WHAT IS REQUIRED:
Precise copying is required. Return the data below in full.

........

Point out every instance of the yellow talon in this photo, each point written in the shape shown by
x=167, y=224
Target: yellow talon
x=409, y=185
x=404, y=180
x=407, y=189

........

ANSWER SECTION:
Point out every instance of the yellow talon in this photo, each point written in the shape shown by
x=167, y=224
Target: yellow talon
x=409, y=185
x=404, y=180
x=407, y=189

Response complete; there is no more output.